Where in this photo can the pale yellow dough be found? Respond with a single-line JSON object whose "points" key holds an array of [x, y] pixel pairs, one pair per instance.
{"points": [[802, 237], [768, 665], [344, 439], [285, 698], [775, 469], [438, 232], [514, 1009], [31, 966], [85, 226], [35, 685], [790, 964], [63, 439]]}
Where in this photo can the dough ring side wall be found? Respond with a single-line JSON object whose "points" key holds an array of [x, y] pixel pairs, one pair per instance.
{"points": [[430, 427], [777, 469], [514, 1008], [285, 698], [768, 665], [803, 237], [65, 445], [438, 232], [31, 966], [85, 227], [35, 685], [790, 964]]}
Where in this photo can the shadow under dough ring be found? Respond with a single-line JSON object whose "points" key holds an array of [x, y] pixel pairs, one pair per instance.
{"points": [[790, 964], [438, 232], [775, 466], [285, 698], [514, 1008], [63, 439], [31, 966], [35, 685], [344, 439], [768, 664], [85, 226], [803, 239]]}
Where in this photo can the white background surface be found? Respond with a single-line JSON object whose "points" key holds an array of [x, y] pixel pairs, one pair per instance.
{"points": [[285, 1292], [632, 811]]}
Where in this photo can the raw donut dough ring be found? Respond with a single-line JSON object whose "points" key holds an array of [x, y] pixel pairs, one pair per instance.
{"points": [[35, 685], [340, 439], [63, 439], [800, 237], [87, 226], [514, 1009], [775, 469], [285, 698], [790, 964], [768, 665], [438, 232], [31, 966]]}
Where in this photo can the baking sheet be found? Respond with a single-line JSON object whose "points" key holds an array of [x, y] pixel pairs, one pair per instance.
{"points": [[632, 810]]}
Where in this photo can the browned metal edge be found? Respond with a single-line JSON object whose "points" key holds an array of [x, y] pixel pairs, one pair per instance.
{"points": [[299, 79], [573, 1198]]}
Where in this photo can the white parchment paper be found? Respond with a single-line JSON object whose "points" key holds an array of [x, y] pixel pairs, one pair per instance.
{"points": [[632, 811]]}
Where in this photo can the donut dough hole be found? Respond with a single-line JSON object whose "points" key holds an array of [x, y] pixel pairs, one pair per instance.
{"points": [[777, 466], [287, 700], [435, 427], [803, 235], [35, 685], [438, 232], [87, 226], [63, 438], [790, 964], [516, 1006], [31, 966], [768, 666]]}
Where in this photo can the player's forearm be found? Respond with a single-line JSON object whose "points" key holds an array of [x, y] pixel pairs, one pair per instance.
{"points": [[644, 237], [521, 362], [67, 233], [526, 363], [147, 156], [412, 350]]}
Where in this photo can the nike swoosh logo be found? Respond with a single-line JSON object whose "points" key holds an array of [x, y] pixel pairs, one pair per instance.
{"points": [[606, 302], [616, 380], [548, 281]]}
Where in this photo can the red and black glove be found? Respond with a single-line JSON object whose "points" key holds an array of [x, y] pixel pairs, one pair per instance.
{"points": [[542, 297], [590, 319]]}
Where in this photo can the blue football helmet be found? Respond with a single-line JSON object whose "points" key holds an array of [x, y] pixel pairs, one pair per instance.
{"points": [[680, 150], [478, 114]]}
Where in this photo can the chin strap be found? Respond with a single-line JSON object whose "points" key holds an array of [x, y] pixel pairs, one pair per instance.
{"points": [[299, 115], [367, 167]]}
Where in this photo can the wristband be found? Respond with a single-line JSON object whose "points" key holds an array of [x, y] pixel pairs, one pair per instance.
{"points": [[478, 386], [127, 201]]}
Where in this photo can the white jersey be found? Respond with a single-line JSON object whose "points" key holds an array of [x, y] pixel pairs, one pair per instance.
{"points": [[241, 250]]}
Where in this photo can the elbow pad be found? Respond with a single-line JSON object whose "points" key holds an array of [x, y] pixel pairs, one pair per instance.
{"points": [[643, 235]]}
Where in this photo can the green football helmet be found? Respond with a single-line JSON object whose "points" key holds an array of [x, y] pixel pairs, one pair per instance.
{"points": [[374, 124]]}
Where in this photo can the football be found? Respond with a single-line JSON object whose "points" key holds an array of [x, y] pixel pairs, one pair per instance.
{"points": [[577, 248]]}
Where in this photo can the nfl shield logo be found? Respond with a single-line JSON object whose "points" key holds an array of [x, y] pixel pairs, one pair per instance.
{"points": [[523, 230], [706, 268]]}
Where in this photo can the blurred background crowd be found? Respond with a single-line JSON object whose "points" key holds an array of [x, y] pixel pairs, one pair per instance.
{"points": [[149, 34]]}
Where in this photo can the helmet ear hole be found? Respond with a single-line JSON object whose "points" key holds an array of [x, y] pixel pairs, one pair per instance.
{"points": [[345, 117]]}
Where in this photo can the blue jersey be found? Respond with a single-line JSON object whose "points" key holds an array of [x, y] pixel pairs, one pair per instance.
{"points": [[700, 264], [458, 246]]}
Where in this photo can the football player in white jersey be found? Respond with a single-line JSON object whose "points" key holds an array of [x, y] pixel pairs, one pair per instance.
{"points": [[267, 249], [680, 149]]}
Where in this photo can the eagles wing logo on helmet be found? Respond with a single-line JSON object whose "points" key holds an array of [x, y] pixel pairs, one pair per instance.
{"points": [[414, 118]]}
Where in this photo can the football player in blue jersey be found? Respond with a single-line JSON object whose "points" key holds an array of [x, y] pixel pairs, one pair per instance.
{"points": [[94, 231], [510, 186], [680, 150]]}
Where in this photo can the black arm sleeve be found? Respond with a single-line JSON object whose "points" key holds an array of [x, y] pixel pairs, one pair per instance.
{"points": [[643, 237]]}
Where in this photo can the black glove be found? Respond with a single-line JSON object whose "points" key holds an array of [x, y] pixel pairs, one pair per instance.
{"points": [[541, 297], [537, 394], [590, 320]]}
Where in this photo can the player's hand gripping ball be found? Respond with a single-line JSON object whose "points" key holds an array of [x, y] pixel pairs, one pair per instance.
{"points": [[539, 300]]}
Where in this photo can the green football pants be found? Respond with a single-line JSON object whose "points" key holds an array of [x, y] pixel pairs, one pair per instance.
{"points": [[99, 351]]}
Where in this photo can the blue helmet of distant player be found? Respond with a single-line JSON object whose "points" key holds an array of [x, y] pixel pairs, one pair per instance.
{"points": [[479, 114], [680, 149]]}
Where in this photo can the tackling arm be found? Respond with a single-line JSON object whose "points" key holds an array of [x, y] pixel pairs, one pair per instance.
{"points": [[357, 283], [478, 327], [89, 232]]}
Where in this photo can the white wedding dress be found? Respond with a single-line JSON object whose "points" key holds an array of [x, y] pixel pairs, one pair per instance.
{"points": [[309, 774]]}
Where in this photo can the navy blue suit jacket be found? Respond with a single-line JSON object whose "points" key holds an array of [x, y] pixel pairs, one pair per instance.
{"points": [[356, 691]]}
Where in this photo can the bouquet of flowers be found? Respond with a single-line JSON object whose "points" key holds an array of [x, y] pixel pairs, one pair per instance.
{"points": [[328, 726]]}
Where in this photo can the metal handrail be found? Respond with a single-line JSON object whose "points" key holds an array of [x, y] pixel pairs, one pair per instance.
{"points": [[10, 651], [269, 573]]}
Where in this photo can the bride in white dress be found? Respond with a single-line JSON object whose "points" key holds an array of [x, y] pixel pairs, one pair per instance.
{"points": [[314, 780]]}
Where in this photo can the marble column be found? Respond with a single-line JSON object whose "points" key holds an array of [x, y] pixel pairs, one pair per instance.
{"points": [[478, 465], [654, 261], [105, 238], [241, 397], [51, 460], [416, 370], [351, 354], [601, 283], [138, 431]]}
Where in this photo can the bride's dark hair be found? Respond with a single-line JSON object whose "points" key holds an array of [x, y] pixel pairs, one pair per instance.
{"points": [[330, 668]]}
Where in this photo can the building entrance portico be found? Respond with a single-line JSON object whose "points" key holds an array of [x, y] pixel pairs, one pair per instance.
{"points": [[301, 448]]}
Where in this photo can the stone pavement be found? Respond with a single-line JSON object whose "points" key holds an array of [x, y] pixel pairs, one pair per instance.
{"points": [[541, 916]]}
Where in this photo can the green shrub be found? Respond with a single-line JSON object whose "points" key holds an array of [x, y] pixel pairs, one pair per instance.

# # # # #

GIVEN EXERCISE
What are the lines from the one with "Where in this photo can the navy" through the last line of the records above? Quote them exactly and add nothing.

EXERCISE RESULT
Where in this photo can the navy blue suit jacket be found? Respond with a single-line JSON object whose "points" key holds an array of [x, y] pixel pairs, one pair per instance.
{"points": [[356, 691]]}
Where in this photo can the bouquet of flowers be found? Respond with a single-line JSON object whose "points" key holds an array of [x, y] pixel pairs, one pair per instance.
{"points": [[328, 726]]}
Where in this photo can the metal handrail be found? Respond with a single-line JSON object whose "points" key holds an array of [x, y] pixel pairs, one pair per instance.
{"points": [[10, 651], [269, 573]]}
Where in this photo can the bride in white dress be found? Respond with a single-line JSON object whose "points" key holds an array of [x, y] pixel pairs, one pair per instance.
{"points": [[314, 780]]}
Where in this photo can the marble column be found? Respond with a single-line JSON object whose "points" key holds an array of [x, y] pixel pairs, one pair per instance.
{"points": [[478, 465], [654, 261], [105, 238], [241, 397], [51, 460], [416, 370], [351, 354], [601, 283], [138, 431]]}
Where in this photo can the bride's dark hair be found? Respond with a single-line JSON object whose "points" key holds an array of [x, y] pixel pairs, one pair per instance.
{"points": [[330, 668]]}
Where in this photo can the building entrance portico be found? Respond with a single-line JSON object whose "points" key holds an array of [x, y] pixel pairs, one pair per instance.
{"points": [[301, 448]]}
Where in this photo can the stone pavement be found? Respond with a single-line JSON object whose "points" key holds an array of [x, y] pixel pairs, one pair per instance.
{"points": [[541, 916]]}
Where in this photo can the green shrub be found? Respond with a single-line JSON object whose "points" key holds an array of [x, y] pixel pairs, one pair per instance.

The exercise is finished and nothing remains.